▶ **Provided entries**
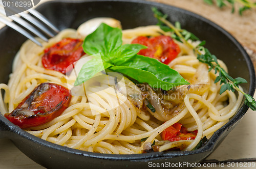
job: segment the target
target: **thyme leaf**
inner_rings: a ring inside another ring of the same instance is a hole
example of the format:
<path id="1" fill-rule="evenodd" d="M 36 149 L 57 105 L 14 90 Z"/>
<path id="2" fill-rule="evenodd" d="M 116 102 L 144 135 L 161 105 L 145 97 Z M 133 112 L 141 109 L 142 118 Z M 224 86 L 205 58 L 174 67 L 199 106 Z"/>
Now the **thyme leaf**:
<path id="1" fill-rule="evenodd" d="M 219 1 L 223 1 L 224 0 L 219 0 Z M 234 1 L 239 2 L 241 1 L 245 3 L 248 2 L 247 0 L 226 1 L 231 3 Z M 207 0 L 206 2 L 208 4 L 210 4 L 213 2 L 213 0 Z M 220 3 L 220 2 L 219 3 Z M 256 5 L 256 4 L 254 5 Z M 240 92 L 243 94 L 245 97 L 245 104 L 247 105 L 252 110 L 256 110 L 256 101 L 255 99 L 251 96 L 244 93 L 239 88 L 239 84 L 247 83 L 247 81 L 246 80 L 242 77 L 237 77 L 234 79 L 231 77 L 219 64 L 216 56 L 211 54 L 207 48 L 203 46 L 205 44 L 205 41 L 202 41 L 198 45 L 195 47 L 188 41 L 188 39 L 187 39 L 186 37 L 189 36 L 189 39 L 193 41 L 195 41 L 199 39 L 196 36 L 187 31 L 181 29 L 180 28 L 180 24 L 179 24 L 176 23 L 175 26 L 173 25 L 166 20 L 166 15 L 161 13 L 161 12 L 156 9 L 156 8 L 153 7 L 152 11 L 154 13 L 155 17 L 158 20 L 159 23 L 160 23 L 162 25 L 169 27 L 170 32 L 173 34 L 172 35 L 172 37 L 176 37 L 176 38 L 175 38 L 175 39 L 179 39 L 179 41 L 187 44 L 188 46 L 191 47 L 191 48 L 193 49 L 196 55 L 197 55 L 197 59 L 200 62 L 205 63 L 209 66 L 209 71 L 211 70 L 214 70 L 215 74 L 219 73 L 219 75 L 215 79 L 215 83 L 217 83 L 220 81 L 220 84 L 222 84 L 220 90 L 220 94 L 222 94 L 227 90 L 231 91 L 232 92 L 234 92 L 235 91 Z M 164 16 L 164 17 L 162 17 L 163 16 Z M 179 26 L 177 26 L 177 25 Z M 193 35 L 191 36 L 191 35 Z"/>
<path id="2" fill-rule="evenodd" d="M 212 5 L 214 0 L 203 0 L 206 4 Z M 256 3 L 250 2 L 249 0 L 215 0 L 216 5 L 221 8 L 229 4 L 232 6 L 231 12 L 234 12 L 234 4 L 236 3 L 239 4 L 238 12 L 240 15 L 243 15 L 243 12 L 251 8 L 256 8 Z"/>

▶ **Work required**
Please reproduce the whole listing above word for word, leaving out the pictures.

▶ **Answer to the problem**
job: segment the target
target: **thyme leaf**
inner_rings: a ring inside another ring of the same instance is a hole
example of the format:
<path id="1" fill-rule="evenodd" d="M 36 149 L 57 105 L 14 90 Z"/>
<path id="2" fill-rule="evenodd" d="M 116 102 L 144 135 L 161 105 L 145 97 Z M 133 112 L 141 109 L 142 118 Z M 224 86 L 205 58 L 174 67 L 199 106 Z"/>
Now the **thyme leaf**:
<path id="1" fill-rule="evenodd" d="M 219 1 L 223 1 L 224 0 L 219 0 Z M 234 1 L 239 2 L 241 1 L 245 3 L 248 2 L 247 0 L 226 1 L 231 3 Z M 207 0 L 206 2 L 208 4 L 210 4 L 213 2 L 213 0 Z M 220 3 L 220 2 L 219 3 Z M 256 5 L 256 4 L 254 5 Z M 240 92 L 243 94 L 245 97 L 245 104 L 247 105 L 252 110 L 256 110 L 256 101 L 255 99 L 251 96 L 244 93 L 239 88 L 239 84 L 247 83 L 247 81 L 246 80 L 242 77 L 237 77 L 234 79 L 231 77 L 219 64 L 216 56 L 211 54 L 207 48 L 203 46 L 205 44 L 205 41 L 202 41 L 198 45 L 195 47 L 188 41 L 188 39 L 187 39 L 186 37 L 189 36 L 189 39 L 193 41 L 195 41 L 199 39 L 196 36 L 187 31 L 181 29 L 180 28 L 180 24 L 179 24 L 176 23 L 175 26 L 173 25 L 166 20 L 166 15 L 161 13 L 161 12 L 156 9 L 156 8 L 153 7 L 152 11 L 154 13 L 155 17 L 158 20 L 159 23 L 160 23 L 162 25 L 169 27 L 170 32 L 173 34 L 172 35 L 172 37 L 176 37 L 176 38 L 175 38 L 175 39 L 179 39 L 179 41 L 187 44 L 188 46 L 191 47 L 191 48 L 193 49 L 196 55 L 197 55 L 197 59 L 200 62 L 205 63 L 209 66 L 209 71 L 211 70 L 214 70 L 215 74 L 219 73 L 219 75 L 215 79 L 215 83 L 217 83 L 220 81 L 220 84 L 222 84 L 220 90 L 220 94 L 222 94 L 227 90 L 231 91 L 232 92 L 234 92 L 235 91 Z M 164 16 L 164 17 L 162 17 L 163 16 Z M 179 26 L 177 26 L 177 25 Z M 193 35 L 191 36 L 191 35 Z"/>
<path id="2" fill-rule="evenodd" d="M 212 5 L 214 0 L 203 0 L 206 4 Z M 256 3 L 250 2 L 249 0 L 215 0 L 216 5 L 221 8 L 229 4 L 232 6 L 231 12 L 234 12 L 234 4 L 236 3 L 239 4 L 238 12 L 240 15 L 243 15 L 243 12 L 251 8 L 256 8 Z"/>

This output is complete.